Короткое задание 1 - Какими, согласно отрывку об обмане и репутации, становятся в приведенном числовом примере шансы на то, что человек с хорошей репутацией окажется честным?
Короткое задание 2 - Перепишите дословно часть отрывка об обмане и репутации, начиная со слов "Экспериментальная психология дает" и заканчивая словами "и его своевременность." включительно.
Короткое задание 3 - Перечислите все различные сроки в днях, которые упоминаются в отрывке об обмане и репутации.

Выбранный отрывок -
........
В сущности по похожим причинам обманщики не всегда могут преследовать свой эгоистический интерес. Ибо в мотивации решений об обмане рациональные расчеты тоже играют лишь косвенную роль. Эгоистический человек видит выгоду от возможности обмануть, и связанные с этим приятные чувства создают импульс сделать это. Но с этим чувством вступает в борьбу противоположное чувство, порождаемое рациональной оценкой шансов разоблачения. Если эти шансы достаточно высоки или достаточно неопределенны, рациональный расчет подсказывает, что не стоит обманывать. Но этот расчет всего лишь вызывает второй ряд чувств, которые вступают в борьбу с побуждением обмануть. Нельзя быть совершенно уверенными, что эти борющиеся друг с другом импульсы в итоге приведут к благоразумному выбору.

Как только мы допускаем возможность, что решения об обмане часто могут приниматься на нерациональных основаниях, возникает логическая база для увязки репутации человека и его истинного характера. Предположим, нечестный человек обманывает, не только когда ему представляется золотая возможность, но часто даже в тех случаях, где велики шансы быть пойманным с поличным. Если, скажем, половину из них действительно ловят, тогда мы гораздо больше узнаем о человеке, выяснив, что он пользуется хорошей репутацией. У него теперь гораздо больше шансов оказаться честным, чем у случайно выбранного человека. (В приведенном выше числовом примере шансы теперь 67, а не 50%.)

На этом этапе связь между репутацией и характером стала теоретической возможностью, не более того. Сама по себе возможность, что нечестный человек может делать выбор иррационально, не позволяет сделать вывод, что так он скорее всего и будет поступать в большинстве случаев. Более того, она не позволяет сделать вывод, что его ошибки слишком часто ориентированы на обман. Чтобы репутация стала релевантным ключом к разгадке характера, необходимо, чтобы нечестные люди имели тенденцию обманывать в ситуациях, где шансы побуждают не обманывать. В противном случае их не будут ловить достаточно часто, чтобы они могли заработать плохую репутацию.

Экспериментальная психология дает убедительные подтверждения существования именно такой тенденции, порождаемой тем, что непосредственные награды кажутся обманчиво привлекательными. Релевантные свидетельства дают эксперименты с участием людей и животных. Эти эксперименты показывают, что имеет значение не только размер материального вознаграждения или наказания, но и его своевременность.

Рассмотрим, например, пару решений, представленную на рис. IV. 1. В ситуации А подопытных просят выбрать сегодня между двумя следующими наградами: (1) 100 долларов через 28 дней или (2) 120 долларов через 31 день. Здесь большинство людей реагирует вполне рационально, выбирая вторую награду. (Эта реакция кажется рациональной, потому что нет разумно надежных инвестиций, которые давали бы 20% прибыли за три дня. Иными словами, вторая награда просто более стоящая, чем первая.)

Психологи-бихевиористы объясняют это нарушение логики следующим образом: применительно к первой паре альтернатив механизм психологической награды рассматривает каждый выигрыш как отложенный во времени. Что-то, причитающееся через 28 дней, кажется таким же отдаленным, как что-то, причитающееся через 31 день. Мгновенное исполнение желаний невозможно в любом случае, так почему бы не выбрать более крупную награду? Во второй паре альтернатив, однако, непосредственность первой награды для многих подопытных слишком очевидна, чтобы ее игнорировать. Она заполняет их сознание и подчиняет себе их суждение.
........
Исходные материалы -

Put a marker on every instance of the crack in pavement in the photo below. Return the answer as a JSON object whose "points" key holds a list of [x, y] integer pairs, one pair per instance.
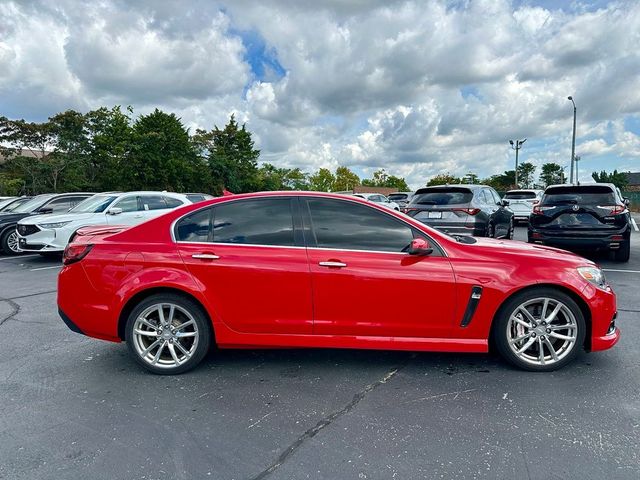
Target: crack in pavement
{"points": [[328, 420], [14, 307]]}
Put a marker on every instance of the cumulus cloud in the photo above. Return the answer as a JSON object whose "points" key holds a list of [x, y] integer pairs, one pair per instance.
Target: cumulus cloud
{"points": [[417, 87]]}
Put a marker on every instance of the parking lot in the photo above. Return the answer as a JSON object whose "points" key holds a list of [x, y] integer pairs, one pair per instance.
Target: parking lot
{"points": [[75, 407]]}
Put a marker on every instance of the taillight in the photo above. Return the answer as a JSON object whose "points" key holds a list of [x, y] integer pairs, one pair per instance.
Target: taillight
{"points": [[468, 211], [75, 252], [614, 209]]}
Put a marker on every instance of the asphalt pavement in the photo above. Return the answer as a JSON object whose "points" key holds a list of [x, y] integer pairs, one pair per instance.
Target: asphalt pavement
{"points": [[79, 408]]}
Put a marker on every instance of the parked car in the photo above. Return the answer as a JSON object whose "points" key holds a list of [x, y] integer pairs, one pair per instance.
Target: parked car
{"points": [[198, 197], [583, 217], [463, 210], [521, 203], [48, 234], [40, 204], [12, 203], [401, 198], [379, 199], [305, 269]]}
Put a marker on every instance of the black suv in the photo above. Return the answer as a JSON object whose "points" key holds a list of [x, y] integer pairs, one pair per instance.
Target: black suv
{"points": [[462, 210], [38, 205], [583, 217]]}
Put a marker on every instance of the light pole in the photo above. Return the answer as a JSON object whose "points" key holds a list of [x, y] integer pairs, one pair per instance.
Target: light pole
{"points": [[517, 145], [573, 140]]}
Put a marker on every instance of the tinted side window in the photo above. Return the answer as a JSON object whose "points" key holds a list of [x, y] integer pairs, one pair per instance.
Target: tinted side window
{"points": [[266, 221], [128, 204], [153, 202], [195, 227], [345, 225], [172, 202]]}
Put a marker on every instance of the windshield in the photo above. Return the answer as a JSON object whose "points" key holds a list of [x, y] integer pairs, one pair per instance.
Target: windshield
{"points": [[579, 196], [95, 204], [441, 196], [519, 195], [33, 204], [11, 205]]}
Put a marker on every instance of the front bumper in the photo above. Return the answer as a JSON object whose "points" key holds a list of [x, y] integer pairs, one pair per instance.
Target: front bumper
{"points": [[42, 241]]}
........
Ответ 1 - 67% вместо 50%.

Ответ 2 -
Экспериментальная психология дает убедительные подтверждения существования именно такой тенденции, порождаемой тем, что непосредственные награды кажутся обманчиво привлекательными. Релевантные свидетельства дают эксперименты с участием людей и животных. Эти эксперименты показывают, что имеет значение не только размер материального вознаграждения или наказания, но и его своевременность.

Ответ 3 - 28 дней, 31 день, три дня.